* Begin Data *
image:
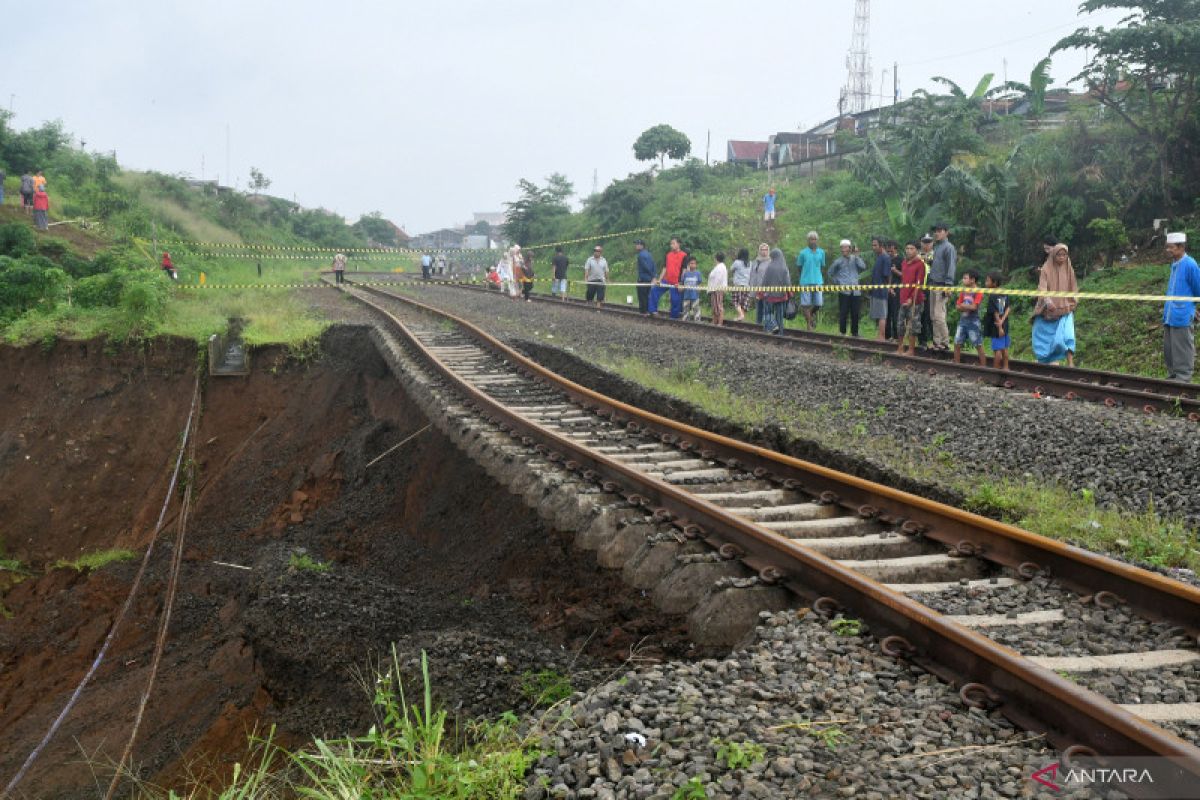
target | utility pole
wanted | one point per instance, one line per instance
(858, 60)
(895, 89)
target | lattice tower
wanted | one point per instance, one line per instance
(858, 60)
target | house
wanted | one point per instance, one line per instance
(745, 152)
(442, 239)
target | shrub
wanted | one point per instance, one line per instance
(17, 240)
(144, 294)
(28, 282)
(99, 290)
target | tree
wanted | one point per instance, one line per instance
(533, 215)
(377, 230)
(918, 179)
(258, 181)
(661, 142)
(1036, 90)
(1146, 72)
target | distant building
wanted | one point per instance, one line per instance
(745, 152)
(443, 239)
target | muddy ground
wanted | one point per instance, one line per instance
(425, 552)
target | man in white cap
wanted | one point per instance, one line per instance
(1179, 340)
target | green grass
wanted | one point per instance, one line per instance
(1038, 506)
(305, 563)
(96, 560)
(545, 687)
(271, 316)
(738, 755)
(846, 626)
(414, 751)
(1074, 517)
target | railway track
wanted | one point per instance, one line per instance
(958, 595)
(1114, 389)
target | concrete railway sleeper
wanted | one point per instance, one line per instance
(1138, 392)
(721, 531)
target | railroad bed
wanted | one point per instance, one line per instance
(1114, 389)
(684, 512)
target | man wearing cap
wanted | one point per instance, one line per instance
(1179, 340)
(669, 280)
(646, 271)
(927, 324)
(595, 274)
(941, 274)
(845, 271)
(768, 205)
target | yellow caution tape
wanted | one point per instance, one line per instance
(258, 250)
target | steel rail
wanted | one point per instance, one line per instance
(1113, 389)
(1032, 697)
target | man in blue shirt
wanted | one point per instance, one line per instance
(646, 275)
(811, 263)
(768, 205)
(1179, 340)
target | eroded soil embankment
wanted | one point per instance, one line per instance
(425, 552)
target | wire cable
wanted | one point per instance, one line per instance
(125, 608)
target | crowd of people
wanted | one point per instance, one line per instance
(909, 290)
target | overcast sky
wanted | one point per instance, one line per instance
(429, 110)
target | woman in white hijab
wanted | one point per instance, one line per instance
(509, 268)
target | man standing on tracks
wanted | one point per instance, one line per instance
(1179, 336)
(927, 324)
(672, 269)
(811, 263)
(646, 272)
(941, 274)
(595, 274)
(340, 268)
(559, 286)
* End Data *
_What you will do_: Copy out every one of the entries above word for word, but leave the pictures out.

_Result below_:
image:
target | utility pole
wanted | one point per instance, one line per instance
(858, 60)
(895, 89)
target | lattice tower
wanted | one point per instance, one line per instance
(858, 60)
target | house
wanted | one point per instance, one line per instance
(745, 152)
(442, 239)
target | shrub
wanted | one point per instance, one line per instance
(17, 240)
(144, 294)
(28, 282)
(99, 290)
target | tree
wanted | one point per instance, one line per instance
(533, 215)
(377, 230)
(918, 179)
(258, 181)
(661, 142)
(1036, 90)
(1146, 72)
target | distant building
wanted | one point per instance, one line per instance
(745, 152)
(443, 239)
target | muddy ground
wanted | one point per instance, one line per instance
(425, 552)
target | man in white cap
wanted | one point per instance, one line per instance
(1179, 340)
target | green grass
wanted | one point per instance, one line per instance
(1038, 506)
(305, 563)
(96, 560)
(545, 687)
(271, 316)
(738, 755)
(846, 626)
(414, 751)
(1074, 517)
target | railway track
wanted | one point per instance, one line per instance
(958, 595)
(1114, 389)
target | concrete railway sleeper
wanted | one point per instance, one line per instance
(1138, 392)
(721, 531)
target | railroad bed
wanted | one point per instance, one line per instance
(1114, 389)
(684, 512)
target | man wearing cap
wanted | one point per instance, one line per instance
(1179, 340)
(669, 280)
(646, 271)
(927, 324)
(595, 274)
(941, 274)
(845, 271)
(768, 205)
target | yellow caution tape
wanted | one point per instance, one line per instance
(258, 250)
target | steel rail
wanted | one point per instance, one line per instance
(1113, 389)
(1032, 697)
target | man in blue shirt
wanted | one point per instance, one line per instance
(646, 275)
(811, 263)
(768, 205)
(1179, 340)
target | eroded soil embankment
wanted | one point per instance, one line per instance
(425, 552)
target | wire cable
wanted | one point per instance, one line per instance
(125, 608)
target | crowd of people
wanted | one point per instance, one line per instance
(909, 290)
target | overcast sky
wanted | one point per instance, one line per instance
(429, 110)
target | woman in white hijab
wanted | one point per instance, one line per instance
(509, 268)
target | man standing on tracks
wanted | one point per instance, one line per instance
(1179, 336)
(927, 324)
(672, 269)
(811, 263)
(646, 272)
(941, 274)
(595, 274)
(340, 268)
(559, 286)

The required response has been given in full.